> [Challenge] Reproduce only the lines that run from the line with "point: staircase balustrade, one" to the last line of the material, both ends included, exactly as they appear.

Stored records
>>

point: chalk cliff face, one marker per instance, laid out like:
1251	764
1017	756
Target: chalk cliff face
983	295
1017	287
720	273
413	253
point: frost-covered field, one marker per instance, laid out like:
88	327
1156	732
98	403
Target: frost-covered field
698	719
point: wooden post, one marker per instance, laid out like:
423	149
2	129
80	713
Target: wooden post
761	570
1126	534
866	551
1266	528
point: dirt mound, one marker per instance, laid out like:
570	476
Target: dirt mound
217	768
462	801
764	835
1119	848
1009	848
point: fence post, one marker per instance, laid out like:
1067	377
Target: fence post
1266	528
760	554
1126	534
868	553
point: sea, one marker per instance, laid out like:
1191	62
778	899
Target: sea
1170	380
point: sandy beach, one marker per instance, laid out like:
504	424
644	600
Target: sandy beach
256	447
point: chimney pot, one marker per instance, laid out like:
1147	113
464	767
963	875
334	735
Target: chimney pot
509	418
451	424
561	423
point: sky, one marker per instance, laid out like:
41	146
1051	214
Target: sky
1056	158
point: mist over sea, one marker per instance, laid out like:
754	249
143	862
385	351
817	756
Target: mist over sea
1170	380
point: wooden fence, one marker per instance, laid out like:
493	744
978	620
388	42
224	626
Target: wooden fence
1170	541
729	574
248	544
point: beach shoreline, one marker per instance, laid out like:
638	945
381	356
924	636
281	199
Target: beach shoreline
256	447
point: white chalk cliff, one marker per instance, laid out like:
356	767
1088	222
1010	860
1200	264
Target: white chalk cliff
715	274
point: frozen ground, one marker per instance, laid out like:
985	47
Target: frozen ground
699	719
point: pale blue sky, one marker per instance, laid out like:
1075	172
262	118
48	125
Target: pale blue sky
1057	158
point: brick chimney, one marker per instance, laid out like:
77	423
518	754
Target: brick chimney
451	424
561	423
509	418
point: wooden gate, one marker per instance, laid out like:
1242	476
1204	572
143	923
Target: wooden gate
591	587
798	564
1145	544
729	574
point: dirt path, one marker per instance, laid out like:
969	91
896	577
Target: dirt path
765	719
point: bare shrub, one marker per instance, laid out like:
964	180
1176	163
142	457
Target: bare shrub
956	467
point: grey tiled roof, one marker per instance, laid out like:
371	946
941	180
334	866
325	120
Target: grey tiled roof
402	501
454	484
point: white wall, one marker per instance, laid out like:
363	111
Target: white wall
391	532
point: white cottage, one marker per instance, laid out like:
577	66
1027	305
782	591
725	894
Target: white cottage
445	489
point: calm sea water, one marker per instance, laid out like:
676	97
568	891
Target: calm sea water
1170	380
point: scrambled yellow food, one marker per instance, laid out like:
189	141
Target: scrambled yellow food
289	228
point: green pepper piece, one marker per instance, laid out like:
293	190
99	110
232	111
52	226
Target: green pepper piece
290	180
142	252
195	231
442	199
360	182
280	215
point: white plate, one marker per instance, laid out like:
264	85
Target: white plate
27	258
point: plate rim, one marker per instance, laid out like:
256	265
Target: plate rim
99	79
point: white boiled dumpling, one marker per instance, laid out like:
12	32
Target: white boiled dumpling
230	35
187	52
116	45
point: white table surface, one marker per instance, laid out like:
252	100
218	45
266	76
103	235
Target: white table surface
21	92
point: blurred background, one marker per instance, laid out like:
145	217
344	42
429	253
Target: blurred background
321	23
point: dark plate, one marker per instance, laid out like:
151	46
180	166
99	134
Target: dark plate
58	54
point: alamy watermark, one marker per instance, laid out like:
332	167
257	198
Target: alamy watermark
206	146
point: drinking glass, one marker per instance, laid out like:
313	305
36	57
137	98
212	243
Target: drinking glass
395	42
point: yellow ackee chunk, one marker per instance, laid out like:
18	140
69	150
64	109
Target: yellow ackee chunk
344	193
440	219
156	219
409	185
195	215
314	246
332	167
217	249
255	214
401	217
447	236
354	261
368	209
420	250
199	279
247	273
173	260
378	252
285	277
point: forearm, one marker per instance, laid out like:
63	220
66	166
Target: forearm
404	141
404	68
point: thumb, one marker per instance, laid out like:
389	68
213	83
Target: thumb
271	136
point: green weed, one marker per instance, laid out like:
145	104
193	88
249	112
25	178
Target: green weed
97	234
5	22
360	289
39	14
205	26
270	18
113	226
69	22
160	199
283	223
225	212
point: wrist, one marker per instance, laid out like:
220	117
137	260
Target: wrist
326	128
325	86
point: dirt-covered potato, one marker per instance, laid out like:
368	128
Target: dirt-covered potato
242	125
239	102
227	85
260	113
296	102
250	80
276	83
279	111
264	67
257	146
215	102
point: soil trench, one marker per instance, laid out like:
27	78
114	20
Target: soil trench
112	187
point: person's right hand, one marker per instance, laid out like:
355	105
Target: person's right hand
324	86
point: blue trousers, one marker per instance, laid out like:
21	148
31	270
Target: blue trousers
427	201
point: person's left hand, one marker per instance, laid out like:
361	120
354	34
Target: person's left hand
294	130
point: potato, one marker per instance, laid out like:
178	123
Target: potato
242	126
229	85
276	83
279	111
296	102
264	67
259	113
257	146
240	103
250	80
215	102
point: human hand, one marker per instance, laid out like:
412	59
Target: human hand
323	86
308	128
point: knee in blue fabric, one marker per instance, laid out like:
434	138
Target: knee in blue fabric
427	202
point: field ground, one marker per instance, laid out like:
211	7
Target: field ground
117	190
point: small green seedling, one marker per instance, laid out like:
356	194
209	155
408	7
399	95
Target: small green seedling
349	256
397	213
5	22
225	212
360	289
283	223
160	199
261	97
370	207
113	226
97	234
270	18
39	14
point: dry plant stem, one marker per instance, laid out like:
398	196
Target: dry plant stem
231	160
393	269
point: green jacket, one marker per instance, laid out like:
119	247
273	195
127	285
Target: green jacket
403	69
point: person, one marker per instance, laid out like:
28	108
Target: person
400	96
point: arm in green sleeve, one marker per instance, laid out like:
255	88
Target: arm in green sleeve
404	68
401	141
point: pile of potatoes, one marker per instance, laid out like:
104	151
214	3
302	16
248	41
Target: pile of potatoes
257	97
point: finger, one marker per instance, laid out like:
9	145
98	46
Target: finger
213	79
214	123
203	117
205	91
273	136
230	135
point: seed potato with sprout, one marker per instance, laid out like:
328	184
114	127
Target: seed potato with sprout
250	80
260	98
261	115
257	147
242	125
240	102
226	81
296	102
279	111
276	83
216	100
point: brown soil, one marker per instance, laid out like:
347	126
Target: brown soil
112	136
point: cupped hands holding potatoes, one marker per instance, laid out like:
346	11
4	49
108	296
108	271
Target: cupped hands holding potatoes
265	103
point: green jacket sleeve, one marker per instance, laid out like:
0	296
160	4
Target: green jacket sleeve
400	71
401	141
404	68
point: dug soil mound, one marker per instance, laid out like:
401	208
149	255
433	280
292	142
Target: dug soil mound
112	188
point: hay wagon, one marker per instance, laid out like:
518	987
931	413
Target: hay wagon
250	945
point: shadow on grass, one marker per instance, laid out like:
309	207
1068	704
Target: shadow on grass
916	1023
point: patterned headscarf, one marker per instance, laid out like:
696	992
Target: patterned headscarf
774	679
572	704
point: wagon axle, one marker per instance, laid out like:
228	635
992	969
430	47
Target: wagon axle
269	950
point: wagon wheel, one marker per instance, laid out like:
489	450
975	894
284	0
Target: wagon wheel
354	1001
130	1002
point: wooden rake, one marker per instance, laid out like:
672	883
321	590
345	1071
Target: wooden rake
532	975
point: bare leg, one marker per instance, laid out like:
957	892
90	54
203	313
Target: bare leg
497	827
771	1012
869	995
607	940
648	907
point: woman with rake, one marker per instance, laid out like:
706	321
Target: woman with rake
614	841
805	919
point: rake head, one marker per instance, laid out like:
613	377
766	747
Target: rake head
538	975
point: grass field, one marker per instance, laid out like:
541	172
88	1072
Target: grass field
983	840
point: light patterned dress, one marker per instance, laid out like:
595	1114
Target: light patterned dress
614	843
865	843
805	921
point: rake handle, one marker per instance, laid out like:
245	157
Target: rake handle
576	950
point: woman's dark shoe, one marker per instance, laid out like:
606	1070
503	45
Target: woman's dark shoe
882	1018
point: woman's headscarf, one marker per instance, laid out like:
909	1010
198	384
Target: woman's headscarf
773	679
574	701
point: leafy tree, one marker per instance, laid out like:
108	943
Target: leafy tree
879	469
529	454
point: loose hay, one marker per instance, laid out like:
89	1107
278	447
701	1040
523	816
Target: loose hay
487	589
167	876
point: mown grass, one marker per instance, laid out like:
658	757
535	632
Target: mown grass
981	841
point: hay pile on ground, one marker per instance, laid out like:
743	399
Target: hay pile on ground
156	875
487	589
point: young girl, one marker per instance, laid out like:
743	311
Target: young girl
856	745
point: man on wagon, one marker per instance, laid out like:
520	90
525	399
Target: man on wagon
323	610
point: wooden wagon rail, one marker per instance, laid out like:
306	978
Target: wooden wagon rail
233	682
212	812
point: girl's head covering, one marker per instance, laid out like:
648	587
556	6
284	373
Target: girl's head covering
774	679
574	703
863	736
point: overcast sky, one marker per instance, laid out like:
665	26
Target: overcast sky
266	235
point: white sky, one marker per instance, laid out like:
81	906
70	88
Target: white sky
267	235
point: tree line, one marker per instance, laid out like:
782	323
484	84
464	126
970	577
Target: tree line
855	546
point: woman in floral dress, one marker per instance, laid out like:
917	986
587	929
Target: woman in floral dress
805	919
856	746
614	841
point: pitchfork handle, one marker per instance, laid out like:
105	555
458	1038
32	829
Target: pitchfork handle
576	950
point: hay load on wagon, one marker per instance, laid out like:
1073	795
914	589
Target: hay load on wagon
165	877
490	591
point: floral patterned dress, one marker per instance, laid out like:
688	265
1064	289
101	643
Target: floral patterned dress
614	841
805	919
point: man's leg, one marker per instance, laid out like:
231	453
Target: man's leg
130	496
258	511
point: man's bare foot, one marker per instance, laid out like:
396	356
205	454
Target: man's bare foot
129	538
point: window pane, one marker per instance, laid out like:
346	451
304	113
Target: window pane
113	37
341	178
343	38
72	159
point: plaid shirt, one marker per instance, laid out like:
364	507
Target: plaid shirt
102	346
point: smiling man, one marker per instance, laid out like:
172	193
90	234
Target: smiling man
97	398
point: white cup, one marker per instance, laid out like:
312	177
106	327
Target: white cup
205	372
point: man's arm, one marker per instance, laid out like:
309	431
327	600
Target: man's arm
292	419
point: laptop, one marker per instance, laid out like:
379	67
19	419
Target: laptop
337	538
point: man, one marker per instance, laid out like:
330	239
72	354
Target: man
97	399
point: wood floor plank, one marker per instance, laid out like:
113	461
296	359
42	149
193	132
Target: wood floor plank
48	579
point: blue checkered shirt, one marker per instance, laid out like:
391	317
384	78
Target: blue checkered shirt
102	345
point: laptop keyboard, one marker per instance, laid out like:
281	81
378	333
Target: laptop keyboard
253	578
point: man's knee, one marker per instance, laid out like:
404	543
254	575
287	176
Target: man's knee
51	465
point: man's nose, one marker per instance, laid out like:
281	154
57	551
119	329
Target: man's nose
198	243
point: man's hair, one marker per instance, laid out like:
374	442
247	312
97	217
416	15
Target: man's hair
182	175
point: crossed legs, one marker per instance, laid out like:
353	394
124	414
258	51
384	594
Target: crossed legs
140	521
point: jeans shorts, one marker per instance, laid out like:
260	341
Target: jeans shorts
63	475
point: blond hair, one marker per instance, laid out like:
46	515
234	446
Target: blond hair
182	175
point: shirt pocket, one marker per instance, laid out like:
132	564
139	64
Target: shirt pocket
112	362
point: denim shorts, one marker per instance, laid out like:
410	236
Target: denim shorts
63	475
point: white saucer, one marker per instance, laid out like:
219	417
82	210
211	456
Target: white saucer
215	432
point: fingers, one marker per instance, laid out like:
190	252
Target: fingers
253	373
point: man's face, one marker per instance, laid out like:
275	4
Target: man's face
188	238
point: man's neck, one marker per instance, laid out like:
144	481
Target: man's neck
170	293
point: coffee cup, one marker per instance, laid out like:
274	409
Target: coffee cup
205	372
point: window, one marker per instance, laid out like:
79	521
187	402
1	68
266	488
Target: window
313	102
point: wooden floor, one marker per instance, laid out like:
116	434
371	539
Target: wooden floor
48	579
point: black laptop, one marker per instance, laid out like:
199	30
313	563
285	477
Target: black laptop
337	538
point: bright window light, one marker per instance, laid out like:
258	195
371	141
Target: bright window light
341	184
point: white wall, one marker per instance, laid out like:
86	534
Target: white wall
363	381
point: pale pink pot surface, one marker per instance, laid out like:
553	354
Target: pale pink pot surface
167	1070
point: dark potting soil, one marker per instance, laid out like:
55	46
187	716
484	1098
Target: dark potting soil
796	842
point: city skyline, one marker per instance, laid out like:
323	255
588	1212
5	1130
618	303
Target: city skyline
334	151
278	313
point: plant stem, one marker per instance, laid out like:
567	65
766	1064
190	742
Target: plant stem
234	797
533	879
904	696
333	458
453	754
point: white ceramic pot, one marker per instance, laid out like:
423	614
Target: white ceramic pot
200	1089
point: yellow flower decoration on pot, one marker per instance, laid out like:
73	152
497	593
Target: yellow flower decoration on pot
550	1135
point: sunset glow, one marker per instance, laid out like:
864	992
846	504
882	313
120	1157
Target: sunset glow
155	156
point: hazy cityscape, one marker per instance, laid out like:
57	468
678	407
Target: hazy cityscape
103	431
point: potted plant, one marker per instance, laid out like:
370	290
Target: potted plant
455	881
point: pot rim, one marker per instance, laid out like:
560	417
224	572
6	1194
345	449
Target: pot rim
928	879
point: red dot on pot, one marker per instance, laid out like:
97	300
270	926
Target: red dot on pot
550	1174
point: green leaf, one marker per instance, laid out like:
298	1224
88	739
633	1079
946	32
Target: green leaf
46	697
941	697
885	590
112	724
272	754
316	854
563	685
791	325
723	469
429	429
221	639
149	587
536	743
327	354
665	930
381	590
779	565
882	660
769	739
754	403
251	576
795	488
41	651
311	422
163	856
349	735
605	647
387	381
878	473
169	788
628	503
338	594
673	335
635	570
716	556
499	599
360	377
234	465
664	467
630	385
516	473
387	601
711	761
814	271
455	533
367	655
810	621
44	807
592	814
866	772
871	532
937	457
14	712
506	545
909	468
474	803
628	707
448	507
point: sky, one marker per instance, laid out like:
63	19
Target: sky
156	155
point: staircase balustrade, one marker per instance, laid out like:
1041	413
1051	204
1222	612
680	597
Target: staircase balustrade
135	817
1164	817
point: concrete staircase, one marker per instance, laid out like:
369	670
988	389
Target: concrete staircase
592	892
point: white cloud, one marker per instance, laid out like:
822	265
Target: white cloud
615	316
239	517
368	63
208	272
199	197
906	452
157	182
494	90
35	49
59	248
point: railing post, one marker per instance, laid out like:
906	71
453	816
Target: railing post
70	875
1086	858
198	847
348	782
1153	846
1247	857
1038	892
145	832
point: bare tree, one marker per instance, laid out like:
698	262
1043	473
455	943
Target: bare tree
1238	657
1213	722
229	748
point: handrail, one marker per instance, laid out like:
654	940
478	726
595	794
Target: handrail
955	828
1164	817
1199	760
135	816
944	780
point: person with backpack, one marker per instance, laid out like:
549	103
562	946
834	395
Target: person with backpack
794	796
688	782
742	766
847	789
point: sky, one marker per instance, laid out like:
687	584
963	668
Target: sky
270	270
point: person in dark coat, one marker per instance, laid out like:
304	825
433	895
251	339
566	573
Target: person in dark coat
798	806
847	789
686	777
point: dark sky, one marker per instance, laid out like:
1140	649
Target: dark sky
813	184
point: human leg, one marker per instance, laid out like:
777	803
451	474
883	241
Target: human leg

<<

> [Solution to the exercise]
point: staircase balustrade, one marker per instance, laid out like:
1041	413
1051	204
1222	612
680	597
Target: staircase balustrade
135	817
1164	817
point: concrete staircase, one marker per instance, laid out like:
369	670
988	389
Target: concrete staircase
592	892
point: white cloud, one marker per instance, laid out like:
822	265
Target: white cloud
615	316
239	517
368	63
208	272
199	197
906	452
157	182
494	90
35	49
59	248
point: railing post, one marker per instance, laid out like:
906	71
453	816
Target: railing post
70	875
1086	858
198	847
348	782
1153	846
1247	857
1038	892
145	832
point: bare tree, one marker per instance, laid out like:
698	262
1043	473
455	943
Target: bare tree
1238	657
1213	722
229	748
point: handrail, one marker per instance, laid out like:
654	940
478	726
595	794
Target: handrail
955	828
1164	817
1199	760
135	816
944	780
point: person with backpack, one marker per instance, laid out like:
549	103
562	946
834	395
Target: person with backpack
794	796
688	782
742	766
847	789
point: sky, one marker per instance, laid out like:
687	584
963	668
Target: sky
270	270
point: person in dark coat, one marker per instance, laid out like:
304	825
433	895
251	339
566	573
Target: person in dark coat
798	806
847	789
686	777
point: dark sky, one marker per instance, laid out like:
1140	649
Target: dark sky
813	184
point: human leg, one marker per instance, laid out like:
777	803
451	474
883	241
Target: human leg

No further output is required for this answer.